→ **TRECHO DE ORIGEM**
Algumas vezes um ou outro amigo me convidava para ficar juntos de sua família e, eu ia sem nenhum tipo de constrangimento. Já estava vacinado contra a solidão. Quando chegavam as festas, juninas ou natalinas, o Educandário se movimentava por inteiro nos preparativos. Ficavam tudo limpo, as hortas os pomares as roças, o aviário, os chiqueiros e o curral ficavam como novos no sentido amplo da palavra.
Na nossa ceia de natal havia leitões assados, (inteiros) perus, frangos, coelhos, ovelhas carne de gado e várias iguarias. Numa sala ampla ao lado da recepção do Educandário eram montados todos os anos uma grande arvore de natal, toda enfeitada, muito linda mesmo. Os presentes não cabiam em baixo da arvore, que mesmo sendo grande, eram colocados num canto da sala e empilhados de forma ordeira por ordem alfabética. Minha surpresa era sempre uma grande surpresa.
Dona Miriam que era a esposa do diretor começou fazendo a chamada dos internos.
Mais a frente havia um revezamento, e outro funcionário fazia a chamada. O próximo a fazer a chamada foi o diretor, que de verdade, eu o admirava muito por sua sinceridade e pelo humanismo que despertava no tratamento aos internos.

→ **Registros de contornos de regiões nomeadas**
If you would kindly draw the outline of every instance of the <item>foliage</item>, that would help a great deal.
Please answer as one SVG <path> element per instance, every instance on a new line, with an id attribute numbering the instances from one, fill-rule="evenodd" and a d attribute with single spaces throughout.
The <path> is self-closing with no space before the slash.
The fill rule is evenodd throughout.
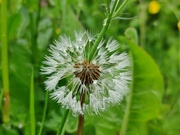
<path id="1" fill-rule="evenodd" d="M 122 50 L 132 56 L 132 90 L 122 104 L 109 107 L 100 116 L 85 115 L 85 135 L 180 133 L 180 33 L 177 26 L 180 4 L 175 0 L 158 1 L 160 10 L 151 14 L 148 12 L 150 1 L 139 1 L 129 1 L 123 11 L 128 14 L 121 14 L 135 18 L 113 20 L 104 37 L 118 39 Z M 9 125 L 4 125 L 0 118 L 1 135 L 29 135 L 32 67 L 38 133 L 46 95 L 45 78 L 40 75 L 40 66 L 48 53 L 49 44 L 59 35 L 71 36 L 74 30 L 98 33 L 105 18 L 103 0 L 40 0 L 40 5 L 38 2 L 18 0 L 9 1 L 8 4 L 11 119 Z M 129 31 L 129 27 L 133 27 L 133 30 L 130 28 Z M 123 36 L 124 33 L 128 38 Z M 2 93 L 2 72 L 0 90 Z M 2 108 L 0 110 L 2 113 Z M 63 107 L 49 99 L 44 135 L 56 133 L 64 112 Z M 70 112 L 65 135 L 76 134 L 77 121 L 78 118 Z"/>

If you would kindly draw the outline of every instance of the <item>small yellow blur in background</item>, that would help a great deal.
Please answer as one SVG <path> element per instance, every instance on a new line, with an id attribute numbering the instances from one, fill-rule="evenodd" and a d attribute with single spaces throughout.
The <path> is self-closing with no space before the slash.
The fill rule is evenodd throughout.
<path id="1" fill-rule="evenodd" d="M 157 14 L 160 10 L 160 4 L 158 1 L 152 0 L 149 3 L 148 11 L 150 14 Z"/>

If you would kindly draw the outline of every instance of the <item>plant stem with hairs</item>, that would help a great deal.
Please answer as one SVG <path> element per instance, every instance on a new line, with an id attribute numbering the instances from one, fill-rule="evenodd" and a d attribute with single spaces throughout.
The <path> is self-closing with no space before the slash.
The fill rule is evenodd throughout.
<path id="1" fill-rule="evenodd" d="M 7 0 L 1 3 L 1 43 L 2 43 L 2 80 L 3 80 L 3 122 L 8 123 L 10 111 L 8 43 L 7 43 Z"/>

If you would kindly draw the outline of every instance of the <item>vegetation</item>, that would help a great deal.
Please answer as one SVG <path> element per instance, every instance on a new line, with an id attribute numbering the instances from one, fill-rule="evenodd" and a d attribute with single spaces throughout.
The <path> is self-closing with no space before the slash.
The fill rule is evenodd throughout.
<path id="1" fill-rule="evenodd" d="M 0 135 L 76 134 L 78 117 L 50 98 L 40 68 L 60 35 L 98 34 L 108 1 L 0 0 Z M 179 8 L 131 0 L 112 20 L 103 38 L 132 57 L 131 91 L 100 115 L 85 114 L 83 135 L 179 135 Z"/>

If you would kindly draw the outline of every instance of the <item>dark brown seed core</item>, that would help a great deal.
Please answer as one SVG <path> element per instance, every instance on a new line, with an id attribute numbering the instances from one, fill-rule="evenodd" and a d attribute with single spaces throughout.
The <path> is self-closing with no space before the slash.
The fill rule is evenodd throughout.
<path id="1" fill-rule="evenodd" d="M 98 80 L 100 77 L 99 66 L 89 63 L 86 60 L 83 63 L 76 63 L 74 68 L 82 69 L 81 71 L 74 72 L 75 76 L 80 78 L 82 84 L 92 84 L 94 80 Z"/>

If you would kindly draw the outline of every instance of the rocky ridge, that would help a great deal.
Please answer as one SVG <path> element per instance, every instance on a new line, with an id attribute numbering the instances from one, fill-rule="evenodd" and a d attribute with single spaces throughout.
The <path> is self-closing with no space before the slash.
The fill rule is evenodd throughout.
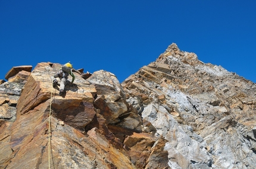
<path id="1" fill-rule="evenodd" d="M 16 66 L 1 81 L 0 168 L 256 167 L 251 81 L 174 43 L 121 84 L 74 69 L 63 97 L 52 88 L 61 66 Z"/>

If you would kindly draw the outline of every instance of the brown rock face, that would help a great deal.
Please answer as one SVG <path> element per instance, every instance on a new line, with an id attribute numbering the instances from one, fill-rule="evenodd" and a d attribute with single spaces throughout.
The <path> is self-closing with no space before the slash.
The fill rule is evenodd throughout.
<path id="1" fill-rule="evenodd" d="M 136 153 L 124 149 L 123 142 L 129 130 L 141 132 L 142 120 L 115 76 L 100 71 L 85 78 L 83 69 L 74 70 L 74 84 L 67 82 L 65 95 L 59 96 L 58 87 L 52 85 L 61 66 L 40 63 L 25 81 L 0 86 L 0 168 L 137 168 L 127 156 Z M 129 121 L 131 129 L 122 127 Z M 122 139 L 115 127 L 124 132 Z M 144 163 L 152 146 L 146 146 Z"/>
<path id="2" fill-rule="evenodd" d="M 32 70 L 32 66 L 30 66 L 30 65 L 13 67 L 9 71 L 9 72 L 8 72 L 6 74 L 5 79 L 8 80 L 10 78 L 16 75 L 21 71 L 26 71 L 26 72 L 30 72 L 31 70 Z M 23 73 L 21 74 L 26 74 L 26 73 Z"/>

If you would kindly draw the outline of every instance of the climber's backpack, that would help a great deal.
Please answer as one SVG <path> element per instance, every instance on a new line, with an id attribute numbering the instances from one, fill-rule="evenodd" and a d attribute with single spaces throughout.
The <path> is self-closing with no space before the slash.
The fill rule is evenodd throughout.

* * *

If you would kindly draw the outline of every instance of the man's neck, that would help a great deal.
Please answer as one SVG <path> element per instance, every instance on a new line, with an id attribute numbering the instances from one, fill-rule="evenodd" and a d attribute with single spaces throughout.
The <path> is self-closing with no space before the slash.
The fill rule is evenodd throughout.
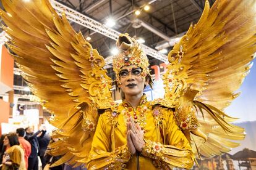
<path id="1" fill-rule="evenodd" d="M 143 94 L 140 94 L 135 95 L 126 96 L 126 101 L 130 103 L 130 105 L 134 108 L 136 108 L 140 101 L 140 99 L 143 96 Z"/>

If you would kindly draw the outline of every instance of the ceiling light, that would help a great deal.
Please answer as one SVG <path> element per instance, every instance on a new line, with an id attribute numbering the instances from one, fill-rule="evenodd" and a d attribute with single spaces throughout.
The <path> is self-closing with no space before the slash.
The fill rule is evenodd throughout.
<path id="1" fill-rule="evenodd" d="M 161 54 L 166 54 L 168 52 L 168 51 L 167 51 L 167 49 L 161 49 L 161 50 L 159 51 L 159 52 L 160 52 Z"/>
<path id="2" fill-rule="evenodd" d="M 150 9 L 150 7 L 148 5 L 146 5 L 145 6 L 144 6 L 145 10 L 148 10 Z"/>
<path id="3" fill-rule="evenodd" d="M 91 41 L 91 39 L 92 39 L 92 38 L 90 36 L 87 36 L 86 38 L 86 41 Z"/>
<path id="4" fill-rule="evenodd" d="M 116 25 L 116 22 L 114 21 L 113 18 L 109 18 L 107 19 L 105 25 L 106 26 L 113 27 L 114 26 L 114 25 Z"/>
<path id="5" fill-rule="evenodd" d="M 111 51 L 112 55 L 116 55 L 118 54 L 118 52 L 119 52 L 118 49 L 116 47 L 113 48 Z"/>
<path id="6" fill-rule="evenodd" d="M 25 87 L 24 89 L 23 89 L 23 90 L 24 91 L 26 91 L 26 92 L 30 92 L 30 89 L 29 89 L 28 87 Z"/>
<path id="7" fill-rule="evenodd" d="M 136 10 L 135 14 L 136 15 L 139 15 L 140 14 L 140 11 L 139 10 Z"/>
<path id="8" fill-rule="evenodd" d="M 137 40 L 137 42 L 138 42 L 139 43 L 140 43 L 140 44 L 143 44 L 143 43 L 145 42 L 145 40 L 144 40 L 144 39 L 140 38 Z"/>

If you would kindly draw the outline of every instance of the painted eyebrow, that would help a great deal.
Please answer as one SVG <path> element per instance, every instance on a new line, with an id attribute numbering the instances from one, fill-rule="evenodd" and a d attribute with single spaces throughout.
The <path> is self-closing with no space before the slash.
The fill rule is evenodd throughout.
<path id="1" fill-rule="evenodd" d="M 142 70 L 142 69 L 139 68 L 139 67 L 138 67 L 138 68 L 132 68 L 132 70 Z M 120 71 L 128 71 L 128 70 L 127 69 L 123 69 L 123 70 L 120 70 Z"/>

--

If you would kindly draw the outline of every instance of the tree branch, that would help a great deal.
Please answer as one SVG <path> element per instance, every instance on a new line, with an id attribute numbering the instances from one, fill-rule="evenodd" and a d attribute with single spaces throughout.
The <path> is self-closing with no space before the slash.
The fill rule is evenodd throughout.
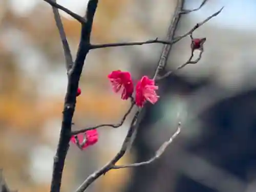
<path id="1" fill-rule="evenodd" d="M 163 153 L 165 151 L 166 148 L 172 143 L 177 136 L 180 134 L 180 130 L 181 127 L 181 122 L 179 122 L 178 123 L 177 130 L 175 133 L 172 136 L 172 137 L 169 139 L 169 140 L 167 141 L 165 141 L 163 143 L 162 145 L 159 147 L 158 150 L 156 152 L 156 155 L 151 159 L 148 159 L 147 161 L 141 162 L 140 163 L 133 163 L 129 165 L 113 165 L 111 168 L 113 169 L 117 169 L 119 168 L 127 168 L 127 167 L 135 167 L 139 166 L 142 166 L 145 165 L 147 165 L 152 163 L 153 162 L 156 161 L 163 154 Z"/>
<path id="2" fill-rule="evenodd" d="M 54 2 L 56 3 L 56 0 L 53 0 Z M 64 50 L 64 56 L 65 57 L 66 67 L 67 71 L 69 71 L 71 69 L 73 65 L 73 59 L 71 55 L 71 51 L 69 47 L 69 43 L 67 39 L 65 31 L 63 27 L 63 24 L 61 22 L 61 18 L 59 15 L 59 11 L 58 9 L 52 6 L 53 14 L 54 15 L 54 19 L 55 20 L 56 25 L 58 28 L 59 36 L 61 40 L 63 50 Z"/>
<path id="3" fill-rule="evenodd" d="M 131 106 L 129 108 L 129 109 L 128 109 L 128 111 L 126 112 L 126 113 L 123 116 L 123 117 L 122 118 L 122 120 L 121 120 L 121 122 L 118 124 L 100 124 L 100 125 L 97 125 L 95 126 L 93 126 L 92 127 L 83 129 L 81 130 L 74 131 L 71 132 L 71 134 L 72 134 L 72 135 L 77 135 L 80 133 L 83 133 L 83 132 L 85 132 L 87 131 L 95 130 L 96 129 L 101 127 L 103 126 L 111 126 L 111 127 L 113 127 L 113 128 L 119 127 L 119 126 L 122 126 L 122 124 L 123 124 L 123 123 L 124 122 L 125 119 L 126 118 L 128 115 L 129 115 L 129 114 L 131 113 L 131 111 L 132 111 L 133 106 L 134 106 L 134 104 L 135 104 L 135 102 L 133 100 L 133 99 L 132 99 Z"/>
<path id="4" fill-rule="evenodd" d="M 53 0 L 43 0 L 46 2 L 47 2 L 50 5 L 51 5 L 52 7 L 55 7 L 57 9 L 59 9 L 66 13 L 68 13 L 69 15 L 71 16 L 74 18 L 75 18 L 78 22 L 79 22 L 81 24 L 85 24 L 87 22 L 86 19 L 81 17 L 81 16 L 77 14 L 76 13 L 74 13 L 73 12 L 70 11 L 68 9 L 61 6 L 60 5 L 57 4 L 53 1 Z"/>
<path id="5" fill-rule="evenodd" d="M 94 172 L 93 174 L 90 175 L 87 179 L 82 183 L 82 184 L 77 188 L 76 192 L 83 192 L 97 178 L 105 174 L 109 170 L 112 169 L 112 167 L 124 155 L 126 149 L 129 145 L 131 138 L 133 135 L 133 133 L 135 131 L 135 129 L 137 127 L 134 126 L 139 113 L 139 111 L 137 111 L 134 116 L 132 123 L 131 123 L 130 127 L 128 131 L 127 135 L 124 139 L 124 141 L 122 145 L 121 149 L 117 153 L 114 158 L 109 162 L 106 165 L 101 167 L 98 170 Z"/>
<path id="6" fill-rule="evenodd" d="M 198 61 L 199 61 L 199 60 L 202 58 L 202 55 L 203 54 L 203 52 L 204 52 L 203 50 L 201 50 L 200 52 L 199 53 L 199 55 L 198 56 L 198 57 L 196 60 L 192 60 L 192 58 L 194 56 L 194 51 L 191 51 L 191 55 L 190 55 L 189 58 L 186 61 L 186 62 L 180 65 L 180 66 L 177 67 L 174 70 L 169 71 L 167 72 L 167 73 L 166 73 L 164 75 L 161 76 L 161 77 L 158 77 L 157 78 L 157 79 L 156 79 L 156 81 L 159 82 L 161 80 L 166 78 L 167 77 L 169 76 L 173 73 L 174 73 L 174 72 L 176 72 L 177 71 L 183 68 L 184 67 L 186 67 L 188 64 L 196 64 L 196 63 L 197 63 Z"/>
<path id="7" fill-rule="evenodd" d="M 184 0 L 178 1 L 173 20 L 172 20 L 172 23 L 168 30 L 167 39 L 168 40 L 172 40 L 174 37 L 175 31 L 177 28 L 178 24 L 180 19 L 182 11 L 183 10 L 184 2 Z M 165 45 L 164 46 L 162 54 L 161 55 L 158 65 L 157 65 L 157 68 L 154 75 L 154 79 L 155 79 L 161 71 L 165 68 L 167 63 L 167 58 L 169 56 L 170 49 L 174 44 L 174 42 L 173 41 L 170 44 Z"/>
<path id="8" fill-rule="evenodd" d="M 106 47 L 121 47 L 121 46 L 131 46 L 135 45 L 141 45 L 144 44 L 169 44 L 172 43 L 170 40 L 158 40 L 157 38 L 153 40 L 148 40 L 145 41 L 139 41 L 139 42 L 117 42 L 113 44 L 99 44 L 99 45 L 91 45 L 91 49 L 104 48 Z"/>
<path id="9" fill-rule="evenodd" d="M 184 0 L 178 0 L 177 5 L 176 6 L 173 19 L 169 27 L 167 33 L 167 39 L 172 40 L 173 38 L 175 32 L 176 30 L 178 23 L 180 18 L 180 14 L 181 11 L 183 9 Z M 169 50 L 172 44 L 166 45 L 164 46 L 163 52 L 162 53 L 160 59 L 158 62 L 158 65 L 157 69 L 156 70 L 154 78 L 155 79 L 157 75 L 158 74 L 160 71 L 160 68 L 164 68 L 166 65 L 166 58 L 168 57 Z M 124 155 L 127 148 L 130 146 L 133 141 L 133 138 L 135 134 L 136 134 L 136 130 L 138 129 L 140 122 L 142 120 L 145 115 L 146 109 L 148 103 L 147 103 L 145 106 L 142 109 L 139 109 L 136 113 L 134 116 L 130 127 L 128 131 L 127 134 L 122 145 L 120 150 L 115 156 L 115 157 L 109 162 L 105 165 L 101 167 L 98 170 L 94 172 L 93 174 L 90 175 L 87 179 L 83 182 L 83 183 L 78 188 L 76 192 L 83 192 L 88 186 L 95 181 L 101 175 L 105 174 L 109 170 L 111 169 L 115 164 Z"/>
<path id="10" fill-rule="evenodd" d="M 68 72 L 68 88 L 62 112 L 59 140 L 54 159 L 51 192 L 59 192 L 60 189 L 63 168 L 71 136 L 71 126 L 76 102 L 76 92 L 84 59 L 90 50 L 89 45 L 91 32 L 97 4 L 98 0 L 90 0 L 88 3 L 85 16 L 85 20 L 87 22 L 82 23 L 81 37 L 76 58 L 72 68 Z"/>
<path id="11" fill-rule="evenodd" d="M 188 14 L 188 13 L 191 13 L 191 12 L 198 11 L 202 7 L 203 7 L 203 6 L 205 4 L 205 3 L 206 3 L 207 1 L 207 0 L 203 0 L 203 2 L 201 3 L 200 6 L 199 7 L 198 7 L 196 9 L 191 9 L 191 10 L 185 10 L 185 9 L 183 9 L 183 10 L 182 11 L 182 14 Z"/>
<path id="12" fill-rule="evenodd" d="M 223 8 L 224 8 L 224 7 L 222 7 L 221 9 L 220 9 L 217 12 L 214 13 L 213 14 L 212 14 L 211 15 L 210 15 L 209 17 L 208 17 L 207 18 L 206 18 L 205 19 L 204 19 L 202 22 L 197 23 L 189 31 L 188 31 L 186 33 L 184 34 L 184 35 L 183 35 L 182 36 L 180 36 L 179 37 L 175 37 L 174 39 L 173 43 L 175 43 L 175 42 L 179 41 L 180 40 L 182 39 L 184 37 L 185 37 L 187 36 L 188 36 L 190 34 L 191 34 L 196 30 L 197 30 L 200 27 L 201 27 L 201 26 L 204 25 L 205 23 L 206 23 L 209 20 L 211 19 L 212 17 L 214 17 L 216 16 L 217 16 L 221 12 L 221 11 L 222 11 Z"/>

→ **INSTRUÇÕES DA TAREFA**
Dê sequência ao relato sobre o Natal no Educandário, começando logo após a última frase do trecho.

→ **RESPOSTA DO EXERCÍCIO**
Quando me chamaram pelo nome: Carlos Alfredo... Foi uma alegria total, eu abri o pacote na frente de todo mundo, ali mesmo. Outros meninos também faziam o mesmo. Dentro havia uma cinta de couro com uma fivela colorida, dois tubos de talcos perfumados e mais um para chulé, quatro sabonetes, dois pares de meia, duas cuecas, um espelho, dois pentes confeccionados com chifre de boi e, um bonito e brilhante cartão de natal. Eram natais inesquecíveis.
Todos os internos recebiam os presentes de maneira igualitária. Quando recebíamos em mãos, logo surgia uma longa salva de palmas, vários parabéns e abraços, era alegria total.
Nas viradas de ano tudo se repetia. Eram mesas fartas, cheias de frutas, carnes, sucos e refrigerantes.
O Diretor da época era o Sr. Fulton de Souza Marques. Bem, eu não me esqueço dele porque comecei a fumar cigarros com as baganas que ele soltava nos cinzeiros ou nos vasos de plantas. Incrivelmente, ele era observado diariamente por um grupo de uns cinco meninos ávidos por fumar.
O seu Fulton soltava a bagana e sem que ele visse, nós corríamos disputando a baguinha do Hollywood que ele soltara. Mas, sinceramente, não brigávamos entre nós, cada um se contentava em dar uma ou duas tragadas e ficava tudo bem. Eu iniciei a fumar com 14 anos. Vale lembrar que durante o meu tempo no Exercito, fiquei quase dois anos sem fumar. Eu não sou fumante desde o ano de 1989.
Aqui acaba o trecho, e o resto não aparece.